→ **Task statement**:
In the records below, the lines from the one with "point: the cloud, one" through the last are to be printed exactly, and nothing else.

→ **Study material**:
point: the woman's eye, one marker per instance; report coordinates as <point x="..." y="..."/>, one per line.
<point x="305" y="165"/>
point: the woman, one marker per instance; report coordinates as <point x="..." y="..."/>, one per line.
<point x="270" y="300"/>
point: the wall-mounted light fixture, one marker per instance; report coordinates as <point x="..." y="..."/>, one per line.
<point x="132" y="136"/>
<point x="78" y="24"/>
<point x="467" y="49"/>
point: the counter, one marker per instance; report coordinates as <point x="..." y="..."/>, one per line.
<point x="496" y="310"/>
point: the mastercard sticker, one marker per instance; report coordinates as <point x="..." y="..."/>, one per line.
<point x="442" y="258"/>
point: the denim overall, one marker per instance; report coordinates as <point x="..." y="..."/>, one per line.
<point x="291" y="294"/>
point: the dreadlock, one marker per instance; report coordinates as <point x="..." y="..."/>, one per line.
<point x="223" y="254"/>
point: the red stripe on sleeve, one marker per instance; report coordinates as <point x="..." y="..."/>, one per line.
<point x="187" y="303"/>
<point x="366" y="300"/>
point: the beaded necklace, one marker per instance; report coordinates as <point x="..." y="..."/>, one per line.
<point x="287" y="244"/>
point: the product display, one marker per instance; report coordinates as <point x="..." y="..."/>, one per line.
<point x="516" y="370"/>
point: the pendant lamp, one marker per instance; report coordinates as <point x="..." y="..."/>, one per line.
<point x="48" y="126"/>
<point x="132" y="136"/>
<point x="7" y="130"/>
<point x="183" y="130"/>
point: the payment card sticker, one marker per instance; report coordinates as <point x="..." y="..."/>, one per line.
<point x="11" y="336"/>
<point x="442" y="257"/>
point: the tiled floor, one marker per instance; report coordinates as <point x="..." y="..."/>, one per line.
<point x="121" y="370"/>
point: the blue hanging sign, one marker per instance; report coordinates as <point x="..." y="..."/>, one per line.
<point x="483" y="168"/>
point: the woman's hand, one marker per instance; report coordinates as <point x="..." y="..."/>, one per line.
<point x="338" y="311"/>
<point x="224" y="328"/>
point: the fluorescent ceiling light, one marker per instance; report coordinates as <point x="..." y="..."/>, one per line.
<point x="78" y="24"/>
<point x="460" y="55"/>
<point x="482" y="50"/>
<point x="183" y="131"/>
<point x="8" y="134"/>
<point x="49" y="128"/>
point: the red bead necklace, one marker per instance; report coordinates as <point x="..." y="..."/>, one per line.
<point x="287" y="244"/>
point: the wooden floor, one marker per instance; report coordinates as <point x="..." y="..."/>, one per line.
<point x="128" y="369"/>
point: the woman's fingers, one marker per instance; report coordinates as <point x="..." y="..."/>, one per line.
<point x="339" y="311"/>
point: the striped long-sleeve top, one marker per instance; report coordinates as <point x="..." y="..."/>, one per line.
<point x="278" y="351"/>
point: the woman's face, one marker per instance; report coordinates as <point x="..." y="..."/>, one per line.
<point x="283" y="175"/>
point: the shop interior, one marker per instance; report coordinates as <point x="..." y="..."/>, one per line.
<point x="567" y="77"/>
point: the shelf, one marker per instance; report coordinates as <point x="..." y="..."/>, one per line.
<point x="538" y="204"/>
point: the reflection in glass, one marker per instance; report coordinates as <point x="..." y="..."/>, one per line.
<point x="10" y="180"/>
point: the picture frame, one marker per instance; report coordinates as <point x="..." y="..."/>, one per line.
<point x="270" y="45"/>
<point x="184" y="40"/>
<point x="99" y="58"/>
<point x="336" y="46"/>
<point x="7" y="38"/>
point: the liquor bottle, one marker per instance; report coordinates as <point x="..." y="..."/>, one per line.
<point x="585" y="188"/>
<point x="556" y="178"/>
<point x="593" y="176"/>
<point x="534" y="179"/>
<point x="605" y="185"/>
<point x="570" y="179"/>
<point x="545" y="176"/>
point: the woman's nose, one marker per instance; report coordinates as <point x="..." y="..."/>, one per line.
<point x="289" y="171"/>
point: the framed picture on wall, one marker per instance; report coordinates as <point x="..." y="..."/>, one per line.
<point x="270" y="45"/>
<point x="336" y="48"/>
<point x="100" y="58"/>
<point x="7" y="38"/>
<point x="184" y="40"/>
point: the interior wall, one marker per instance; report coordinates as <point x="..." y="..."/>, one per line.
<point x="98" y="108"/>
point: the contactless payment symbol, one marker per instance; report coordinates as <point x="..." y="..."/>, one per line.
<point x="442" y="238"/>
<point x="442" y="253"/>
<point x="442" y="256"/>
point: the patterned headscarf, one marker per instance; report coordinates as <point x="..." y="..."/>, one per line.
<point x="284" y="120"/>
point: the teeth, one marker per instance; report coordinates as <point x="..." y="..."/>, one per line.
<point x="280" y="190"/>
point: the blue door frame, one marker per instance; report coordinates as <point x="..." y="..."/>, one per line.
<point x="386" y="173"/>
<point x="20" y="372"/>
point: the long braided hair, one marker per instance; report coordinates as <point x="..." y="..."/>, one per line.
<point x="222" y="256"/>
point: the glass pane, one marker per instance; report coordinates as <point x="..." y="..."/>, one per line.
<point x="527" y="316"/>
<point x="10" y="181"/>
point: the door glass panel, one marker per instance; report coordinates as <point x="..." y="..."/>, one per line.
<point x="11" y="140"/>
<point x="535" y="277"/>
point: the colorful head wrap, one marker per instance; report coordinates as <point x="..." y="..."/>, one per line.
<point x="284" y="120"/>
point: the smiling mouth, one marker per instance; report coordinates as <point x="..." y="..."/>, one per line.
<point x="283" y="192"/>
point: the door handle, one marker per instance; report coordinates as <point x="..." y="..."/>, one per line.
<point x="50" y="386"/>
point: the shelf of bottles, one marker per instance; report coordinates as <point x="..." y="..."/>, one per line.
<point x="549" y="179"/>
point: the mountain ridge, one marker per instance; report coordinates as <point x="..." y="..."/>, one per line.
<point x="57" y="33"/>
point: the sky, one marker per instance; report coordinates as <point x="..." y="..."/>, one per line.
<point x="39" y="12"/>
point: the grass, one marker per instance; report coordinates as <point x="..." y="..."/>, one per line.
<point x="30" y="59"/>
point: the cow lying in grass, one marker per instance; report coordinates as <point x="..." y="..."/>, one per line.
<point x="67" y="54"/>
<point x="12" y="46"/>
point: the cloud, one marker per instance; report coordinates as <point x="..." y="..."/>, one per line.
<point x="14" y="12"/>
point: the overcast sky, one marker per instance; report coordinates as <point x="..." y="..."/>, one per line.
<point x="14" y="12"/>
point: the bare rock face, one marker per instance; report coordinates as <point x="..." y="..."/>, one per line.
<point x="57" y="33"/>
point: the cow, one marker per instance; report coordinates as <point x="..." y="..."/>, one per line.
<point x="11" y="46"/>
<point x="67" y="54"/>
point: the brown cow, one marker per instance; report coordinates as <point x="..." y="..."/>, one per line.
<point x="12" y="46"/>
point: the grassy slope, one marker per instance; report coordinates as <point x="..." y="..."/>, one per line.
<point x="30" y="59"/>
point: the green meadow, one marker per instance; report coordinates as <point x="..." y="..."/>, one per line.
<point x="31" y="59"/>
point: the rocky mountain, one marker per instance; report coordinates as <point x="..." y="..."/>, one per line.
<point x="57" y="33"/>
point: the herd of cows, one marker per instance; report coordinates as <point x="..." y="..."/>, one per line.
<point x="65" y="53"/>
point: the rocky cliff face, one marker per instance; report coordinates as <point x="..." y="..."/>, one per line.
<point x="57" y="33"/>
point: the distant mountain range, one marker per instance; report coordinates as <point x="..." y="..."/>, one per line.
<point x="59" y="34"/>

→ **Your response**:
point: the cloud, one marker per instance; report coordinates as <point x="..." y="..."/>, one per line.
<point x="14" y="12"/>
point: the overcast sky, one marker per instance; report coordinates as <point x="..." y="..."/>, one per line.
<point x="14" y="12"/>
point: the bare rock face, one marker per instance; report coordinates as <point x="..." y="..."/>, one per line.
<point x="57" y="33"/>
point: the cow, one marker per instance; report coordinates as <point x="..." y="..."/>, one per line.
<point x="11" y="46"/>
<point x="67" y="54"/>
point: the brown cow, one marker per instance; report coordinates as <point x="..." y="..."/>, one per line.
<point x="12" y="46"/>
point: the grassy slope, one marker per instance; report coordinates as <point x="..." y="..."/>, one per line.
<point x="30" y="59"/>
point: the green meadow, one marker per instance; report coordinates as <point x="..." y="..."/>, one per line.
<point x="31" y="59"/>
point: the rocky mountain, one marker per instance; report coordinates as <point x="..." y="..."/>, one per line.
<point x="57" y="33"/>
point: the herd of cows, one marker per instance; report coordinates as <point x="..." y="..."/>, one per line.
<point x="65" y="53"/>
point: the rocky cliff face, one marker per instance; report coordinates as <point x="..." y="..."/>, one per line.
<point x="57" y="33"/>
point: the distant mountain range, one marker per instance; report coordinates as <point x="..." y="..."/>, one per line.
<point x="59" y="34"/>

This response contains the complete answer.